◆ **SCHRIFTELIJK VERZOEK**: Extraheer alle onderstaande items en geef de regels letterlijk en ongewijzigd weer. Laat de afbeeldingen daarbij weg.

Geëxtraheerde gegevensitems
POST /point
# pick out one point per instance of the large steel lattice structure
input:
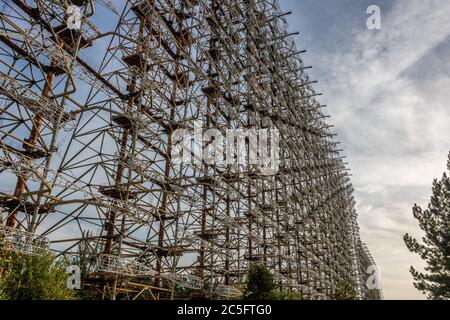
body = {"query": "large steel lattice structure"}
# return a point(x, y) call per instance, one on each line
point(89, 120)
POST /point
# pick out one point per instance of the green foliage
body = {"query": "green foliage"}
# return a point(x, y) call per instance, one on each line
point(435, 246)
point(344, 291)
point(260, 283)
point(33, 278)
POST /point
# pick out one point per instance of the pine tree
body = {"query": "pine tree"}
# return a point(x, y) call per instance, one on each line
point(344, 291)
point(435, 246)
point(33, 278)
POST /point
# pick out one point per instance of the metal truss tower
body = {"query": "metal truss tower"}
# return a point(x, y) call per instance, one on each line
point(89, 124)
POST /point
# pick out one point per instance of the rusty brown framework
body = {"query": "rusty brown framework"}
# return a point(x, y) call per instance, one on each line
point(87, 121)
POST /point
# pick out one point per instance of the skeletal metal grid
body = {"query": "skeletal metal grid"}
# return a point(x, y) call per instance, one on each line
point(87, 124)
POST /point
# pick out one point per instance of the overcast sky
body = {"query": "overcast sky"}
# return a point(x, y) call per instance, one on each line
point(387, 91)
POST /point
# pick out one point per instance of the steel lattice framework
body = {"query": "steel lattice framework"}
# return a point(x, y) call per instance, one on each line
point(87, 121)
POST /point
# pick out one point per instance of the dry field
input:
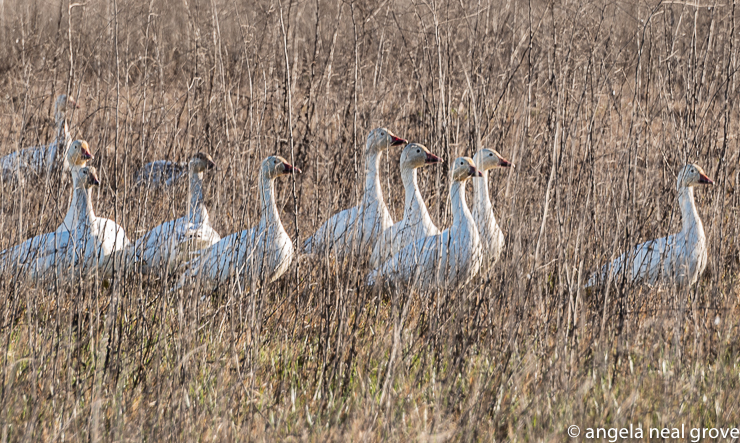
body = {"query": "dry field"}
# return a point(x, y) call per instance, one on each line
point(597, 103)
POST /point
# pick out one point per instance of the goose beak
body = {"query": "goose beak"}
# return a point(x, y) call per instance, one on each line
point(395, 141)
point(505, 163)
point(431, 158)
point(703, 179)
point(290, 168)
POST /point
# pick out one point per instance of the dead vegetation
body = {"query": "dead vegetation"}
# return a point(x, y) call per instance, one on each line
point(599, 104)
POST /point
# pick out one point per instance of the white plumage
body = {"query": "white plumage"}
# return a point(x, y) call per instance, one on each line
point(169, 244)
point(83, 250)
point(77, 157)
point(416, 223)
point(491, 237)
point(354, 231)
point(678, 259)
point(256, 256)
point(39, 160)
point(447, 260)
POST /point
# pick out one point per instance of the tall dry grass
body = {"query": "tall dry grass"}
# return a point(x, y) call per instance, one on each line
point(598, 104)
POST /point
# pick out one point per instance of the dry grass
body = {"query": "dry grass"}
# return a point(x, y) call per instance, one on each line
point(599, 105)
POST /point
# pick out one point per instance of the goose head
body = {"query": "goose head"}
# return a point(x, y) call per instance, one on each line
point(60, 107)
point(201, 162)
point(692, 175)
point(416, 155)
point(490, 159)
point(87, 177)
point(380, 139)
point(79, 153)
point(464, 169)
point(276, 166)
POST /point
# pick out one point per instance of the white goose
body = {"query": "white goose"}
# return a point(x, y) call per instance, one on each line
point(170, 243)
point(77, 157)
point(678, 259)
point(39, 160)
point(63, 254)
point(355, 230)
point(255, 256)
point(416, 223)
point(447, 260)
point(491, 237)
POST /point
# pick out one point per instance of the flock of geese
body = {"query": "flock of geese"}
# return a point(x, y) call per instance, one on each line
point(412, 252)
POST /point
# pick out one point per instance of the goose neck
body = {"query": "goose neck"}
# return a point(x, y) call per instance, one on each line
point(410, 186)
point(82, 202)
point(481, 198)
point(460, 211)
point(372, 178)
point(196, 207)
point(268, 207)
point(689, 214)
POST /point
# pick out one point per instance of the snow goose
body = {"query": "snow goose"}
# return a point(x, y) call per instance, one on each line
point(59, 253)
point(169, 244)
point(491, 237)
point(416, 223)
point(355, 230)
point(77, 157)
point(678, 259)
point(447, 260)
point(261, 254)
point(39, 160)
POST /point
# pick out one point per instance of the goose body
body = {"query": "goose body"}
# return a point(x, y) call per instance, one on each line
point(416, 223)
point(491, 237)
point(255, 256)
point(169, 244)
point(446, 260)
point(83, 249)
point(354, 231)
point(677, 259)
point(39, 160)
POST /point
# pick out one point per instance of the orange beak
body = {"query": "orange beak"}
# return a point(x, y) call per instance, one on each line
point(505, 163)
point(431, 158)
point(289, 169)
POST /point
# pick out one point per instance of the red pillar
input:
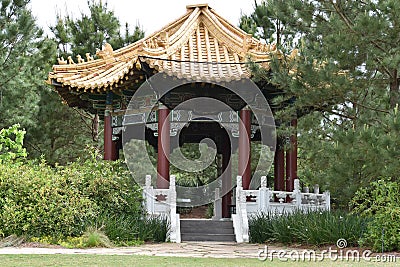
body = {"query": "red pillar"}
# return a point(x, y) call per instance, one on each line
point(279, 166)
point(108, 143)
point(244, 147)
point(226, 179)
point(163, 147)
point(291, 159)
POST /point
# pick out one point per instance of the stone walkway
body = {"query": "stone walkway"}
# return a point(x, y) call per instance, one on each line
point(185, 249)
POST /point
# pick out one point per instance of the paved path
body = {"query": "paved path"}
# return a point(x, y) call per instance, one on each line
point(185, 249)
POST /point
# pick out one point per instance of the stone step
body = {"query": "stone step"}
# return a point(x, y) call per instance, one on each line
point(207, 230)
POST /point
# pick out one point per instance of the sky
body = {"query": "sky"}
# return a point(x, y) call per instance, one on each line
point(152, 15)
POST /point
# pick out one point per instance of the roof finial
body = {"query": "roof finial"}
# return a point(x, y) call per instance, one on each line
point(188, 7)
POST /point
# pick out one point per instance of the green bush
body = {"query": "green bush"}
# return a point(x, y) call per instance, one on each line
point(35, 200)
point(58, 203)
point(309, 228)
point(381, 202)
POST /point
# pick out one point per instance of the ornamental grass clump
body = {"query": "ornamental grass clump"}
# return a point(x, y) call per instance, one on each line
point(307, 228)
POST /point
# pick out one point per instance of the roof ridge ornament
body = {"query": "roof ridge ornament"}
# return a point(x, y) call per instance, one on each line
point(107, 53)
point(205, 5)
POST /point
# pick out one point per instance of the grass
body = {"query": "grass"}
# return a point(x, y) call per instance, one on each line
point(313, 228)
point(136, 260)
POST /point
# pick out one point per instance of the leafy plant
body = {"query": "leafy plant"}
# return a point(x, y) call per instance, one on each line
point(11, 143)
point(380, 201)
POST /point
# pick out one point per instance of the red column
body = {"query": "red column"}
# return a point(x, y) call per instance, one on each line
point(108, 144)
point(279, 166)
point(291, 159)
point(244, 147)
point(226, 179)
point(163, 147)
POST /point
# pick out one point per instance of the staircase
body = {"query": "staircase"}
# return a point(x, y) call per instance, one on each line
point(207, 230)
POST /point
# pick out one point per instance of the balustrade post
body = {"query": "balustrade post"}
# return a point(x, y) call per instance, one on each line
point(263, 195)
point(297, 193)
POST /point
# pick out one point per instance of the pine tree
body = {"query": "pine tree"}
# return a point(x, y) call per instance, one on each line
point(62, 132)
point(345, 83)
point(89, 32)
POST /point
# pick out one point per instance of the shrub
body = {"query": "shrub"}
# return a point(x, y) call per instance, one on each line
point(59, 204)
point(381, 202)
point(310, 228)
point(35, 201)
point(11, 143)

◆ **SCHRIFTELIJK ANTWOORD**:
POST /point
# pick out one point per instance of the large steel lattice structure
input:
body = {"query": "large steel lattice structure"}
# return a point(x, y) call per instance, one on each line
point(89, 120)
POST /point
# pick out one point per instance of the green foliage
body = {"query": "green foliage"}
# return a point(x, y) call per instance, one on each line
point(435, 246)
point(344, 291)
point(260, 283)
point(33, 278)
POST /point
# pick out one point per instance of the pine tree
body = {"query": "pine tree"}
# return a point(x, y) call per instance, one on each line
point(344, 291)
point(435, 246)
point(33, 278)
POST /point
# pick out one point per instance of the metal truss tower
body = {"query": "metal truss tower"}
# return a point(x, y) call per instance, one on each line
point(89, 124)
POST /point
# pick out one point per instance of the rusty brown framework
body = {"query": "rusty brown framework"}
# return a point(x, y) call per instance, one on each line
point(87, 121)
POST /point
# pick out one point per instance of the skeletal metal grid
body = {"query": "skeletal metal grid"}
# return a point(x, y) call per instance, one on each line
point(87, 124)
POST /point
# pick out one point per instance of the overcast sky
body = {"query": "overcast sky"}
# return a point(x, y) call per instance, one on each line
point(387, 91)
POST /point
# pick out one point per instance of the steel lattice framework
body = {"query": "steel lattice framework"}
# return a point(x, y) call per instance, one on each line
point(87, 121)
POST /point
# pick out one point per instance of the dry field
input:
body = {"query": "dry field"}
# return a point(x, y) call per instance, one on each line
point(597, 103)
POST /point
# pick out one point per instance of the goose beak
body = {"query": "goose beak"}
# return a point(x, y) call per instance, one on each line
point(395, 141)
point(505, 163)
point(431, 158)
point(703, 179)
point(290, 168)
POST /point
# pick out one point per instance of the dead vegetation
body = {"query": "dead vegetation"}
# return a point(x, y) call per instance, one on each line
point(599, 104)
POST /point
# pick out one point per instance of the white plumage
body = {"query": "white plumage"}
# return a point(x, y) call per instance, one on each line
point(169, 244)
point(83, 250)
point(77, 157)
point(416, 223)
point(491, 237)
point(354, 231)
point(678, 259)
point(256, 256)
point(39, 160)
point(447, 260)
POST /point
# pick out one point per instance of the tall dry grass
body = {"query": "tall dry grass"}
# return a point(x, y) call per instance, one on each line
point(598, 104)
POST /point
# pick out one point per instance of the dry grass
body = {"query": "dry grass"}
# return a point(x, y) call per instance, one on each line
point(599, 105)
POST /point
# pick out one point per instance of the goose head
body = {"query": "goose head"}
# return a point(x, y) call per instance, one on each line
point(60, 107)
point(201, 162)
point(692, 175)
point(416, 155)
point(490, 159)
point(87, 177)
point(380, 139)
point(79, 153)
point(464, 169)
point(276, 166)
POST /point
# pick out one point per instance of the white goose
body = {"query": "white goose"}
# return a point(x, y) call per instance, one on each line
point(170, 243)
point(77, 157)
point(678, 259)
point(39, 160)
point(63, 254)
point(355, 230)
point(255, 256)
point(416, 223)
point(447, 260)
point(491, 237)
POST /point
# pick out one point per instance of the flock of geese
body = {"query": "flock of geese"}
# return a point(x, y) call per instance, one on each line
point(412, 252)
POST /point
# pick out one point per instance of the goose neck
body = {"query": "goose neck"}
# return a point(x, y) call per instance, one on each line
point(410, 186)
point(82, 202)
point(481, 198)
point(460, 211)
point(372, 178)
point(196, 207)
point(268, 207)
point(689, 214)
POST /point
# pick out one point per instance of the snow goose
body = {"query": "snow goose"}
# return a point(x, y) call per instance, one on each line
point(59, 253)
point(169, 244)
point(491, 237)
point(416, 223)
point(355, 230)
point(77, 157)
point(678, 259)
point(447, 260)
point(261, 254)
point(39, 160)
POST /point
# pick out one point per instance of the goose body
body = {"query": "goose body"}
# return a point(x, y) call per instance, one on each line
point(416, 223)
point(491, 237)
point(255, 256)
point(169, 244)
point(446, 260)
point(83, 249)
point(354, 231)
point(677, 259)
point(39, 160)
POST /point
# pick out one point per instance of the orange beak
body = {"query": "orange beak"}
# return a point(x, y) call per instance, one on each line
point(505, 163)
point(431, 158)
point(289, 169)
POST /point
# pick out one point per instance of the red pillar
input:
body = {"query": "red pillar"}
# return a point(x, y) call per instance, one on each line
point(279, 166)
point(108, 143)
point(244, 147)
point(226, 179)
point(163, 147)
point(291, 159)
POST /point
# pick out one point per instance of the stone walkway
body = {"query": "stone walkway"}
# return a point(x, y) call per instance, one on each line
point(185, 249)
POST /point
# pick out one point per instance of the paved path
body = {"query": "paved path"}
# return a point(x, y) call per instance, one on each line
point(185, 249)
POST /point
# pick out one point per instance of the stone step
body = {"query": "stone step"}
# return a point(x, y) call per instance, one on each line
point(207, 230)
POST /point
# pick out one point per instance of the sky
body = {"query": "sky"}
# return a point(x, y) call per instance, one on each line
point(152, 15)
POST /point
# pick out one point per instance of the roof finial
body = {"query": "roof finial"}
# return a point(x, y) call per instance, one on each line
point(188, 7)
POST /point
# pick out one point per instance of the green bush
body = {"query": "green bush"}
# return a point(x, y) call per instance, one on each line
point(35, 200)
point(58, 203)
point(309, 228)
point(381, 202)
POST /point
# pick out one point per instance of the ornamental grass clump
body = {"query": "ornamental grass clump"}
# return a point(x, y) call per instance, one on each line
point(307, 228)
POST /point
# pick out one point per instance of the roof ridge ornament
body = {"query": "roof ridge ornament"}
# return a point(x, y) call per instance, one on each line
point(107, 53)
point(205, 5)
POST /point
# pick out one point per instance of the grass
body = {"query": "grass"}
# return a point(x, y) call per instance, one on each line
point(313, 228)
point(136, 260)
POST /point
# pick out one point per instance of the leafy plant
body = {"query": "leafy plant"}
# return a point(x, y) call per instance, one on each line
point(11, 143)
point(380, 201)
POST /point
# pick out one point per instance of the red column
body = {"query": "red column"}
# return a point(x, y) call per instance, one on each line
point(108, 144)
point(279, 166)
point(291, 159)
point(244, 147)
point(226, 179)
point(163, 147)
POST /point
# pick out one point per instance of the staircase
body = {"query": "staircase"}
# return a point(x, y) call per instance, one on each line
point(207, 230)
POST /point
# pick out one point per instance of the balustrade post
body = {"query": "balustrade post"}
# return a point(x, y) call per instance, one on each line
point(263, 195)
point(297, 193)
POST /point
# pick out one point per instance of the pine tree
body = {"query": "pine tree"}
# return a point(x, y) call per instance, one on each line
point(62, 132)
point(345, 83)
point(89, 32)
POST /point
# pick out one point per instance of the shrub
body = {"query": "shrub"}
# return a point(x, y) call per instance, one on each line
point(59, 204)
point(381, 202)
point(310, 228)
point(35, 201)
point(11, 143)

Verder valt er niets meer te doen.